» TASK STATEMENT: Reproduce the listing below word for word, leaving out any pictures.

» TASK INPUT:

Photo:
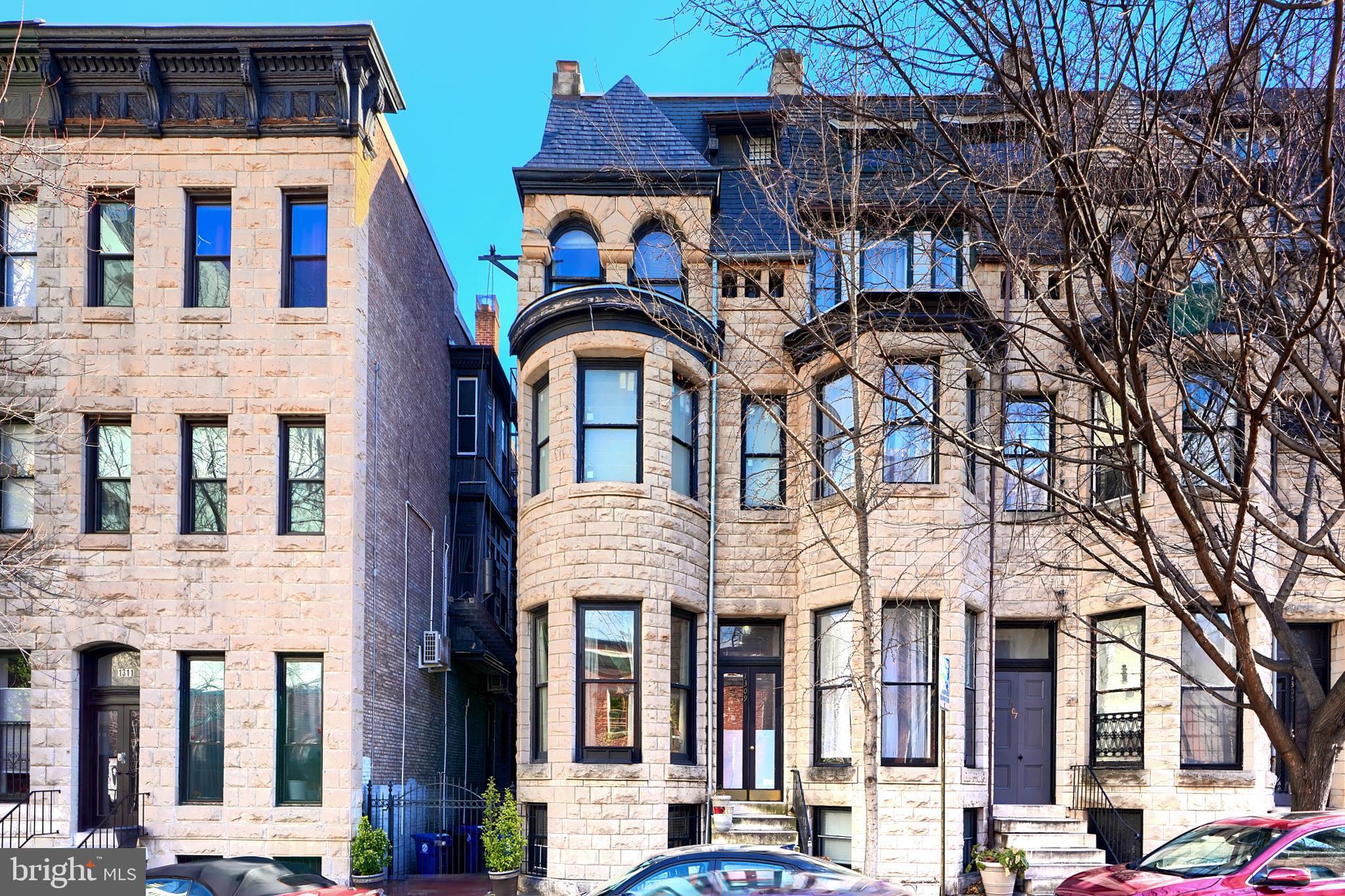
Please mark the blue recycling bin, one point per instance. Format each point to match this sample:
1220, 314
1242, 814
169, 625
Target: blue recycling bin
431, 852
472, 851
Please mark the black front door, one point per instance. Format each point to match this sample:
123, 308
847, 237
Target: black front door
1024, 714
109, 729
751, 725
1289, 698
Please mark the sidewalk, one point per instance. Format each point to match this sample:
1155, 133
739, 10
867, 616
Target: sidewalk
440, 885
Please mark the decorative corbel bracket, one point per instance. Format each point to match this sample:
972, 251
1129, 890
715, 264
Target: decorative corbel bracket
248, 74
53, 79
156, 96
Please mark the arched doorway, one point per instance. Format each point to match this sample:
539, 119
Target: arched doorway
109, 733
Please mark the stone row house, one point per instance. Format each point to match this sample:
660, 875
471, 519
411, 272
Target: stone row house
261, 450
684, 630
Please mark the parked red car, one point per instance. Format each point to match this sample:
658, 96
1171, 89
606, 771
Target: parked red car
1252, 856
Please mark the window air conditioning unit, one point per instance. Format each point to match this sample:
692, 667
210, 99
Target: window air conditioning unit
432, 652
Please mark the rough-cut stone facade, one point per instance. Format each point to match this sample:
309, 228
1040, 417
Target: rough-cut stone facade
250, 593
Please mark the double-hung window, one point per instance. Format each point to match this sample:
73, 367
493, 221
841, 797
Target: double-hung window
16, 475
833, 685
19, 249
541, 676
682, 717
1029, 436
108, 464
910, 408
763, 450
114, 247
685, 406
1211, 711
1118, 730
542, 436
609, 422
1211, 430
202, 730
305, 251
208, 272
910, 653
609, 683
304, 477
835, 436
206, 465
299, 730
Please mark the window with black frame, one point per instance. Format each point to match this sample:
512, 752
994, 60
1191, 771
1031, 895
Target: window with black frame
835, 430
609, 683
1118, 703
833, 834
682, 679
299, 729
609, 422
202, 750
910, 409
1029, 438
763, 452
108, 465
833, 685
910, 657
206, 467
1211, 711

» WRITTEN RESPONSE:
Photo:
Please mark the blue recycling bin, one point per instance. Format each point to match this sample:
1220, 314
1242, 814
169, 625
Target: blue recycling bin
431, 852
472, 851
Please mark the black front door, one point per instance. Format each point to match this sample:
123, 308
847, 237
Target: black front door
1024, 714
109, 729
751, 725
1289, 698
Please mark the sidewalk, one point per instance. Format each point to match this sample:
1155, 133
739, 10
867, 616
Target: sidewalk
440, 885
Please mark the decorative corbel bracket, one point per instance. Format each point to match this sample:
972, 251
1129, 890
715, 264
Target: decorative corbel bracket
248, 74
53, 79
156, 96
Please mark the arched doorway, one point per instance. Format each point to match this sample:
539, 119
Target: arched doorway
109, 733
Please mark the stone row house, one point per instance. Format each point to match this sample:
660, 875
471, 519
411, 272
Target: stone row house
261, 450
684, 630
Please mark the parked red car, one point per instance. Format each point to match this sample:
658, 96
1171, 89
606, 771
Target: parked red car
1252, 856
Please mark the window air conditioning unit, one point per instance. Format each point to match this sample:
692, 667
210, 99
Target: window air conditioning unit
432, 652
Please mark the rough-cut stone facade, one point per instance. Format each point to match this sample:
309, 228
1040, 417
Target: rough-cut stone facade
250, 593
Please mark the double-hung window, one point per instance. Format each point to match this sample:
73, 367
493, 221
841, 797
Target: double-hung window
16, 475
833, 685
19, 249
541, 676
682, 717
1029, 436
108, 464
910, 408
763, 450
114, 247
685, 406
1211, 711
1118, 730
542, 436
609, 422
1211, 430
202, 730
305, 251
208, 272
910, 653
609, 683
304, 477
835, 436
206, 465
299, 730
Please mark the window with black frame, one point per instance. Format each point to match this sample:
512, 752
994, 60
1191, 771
1031, 895
Target: window with black frame
835, 430
609, 683
1118, 703
833, 834
682, 679
299, 729
609, 422
202, 750
910, 409
1029, 438
763, 452
108, 465
833, 685
910, 657
206, 467
1211, 711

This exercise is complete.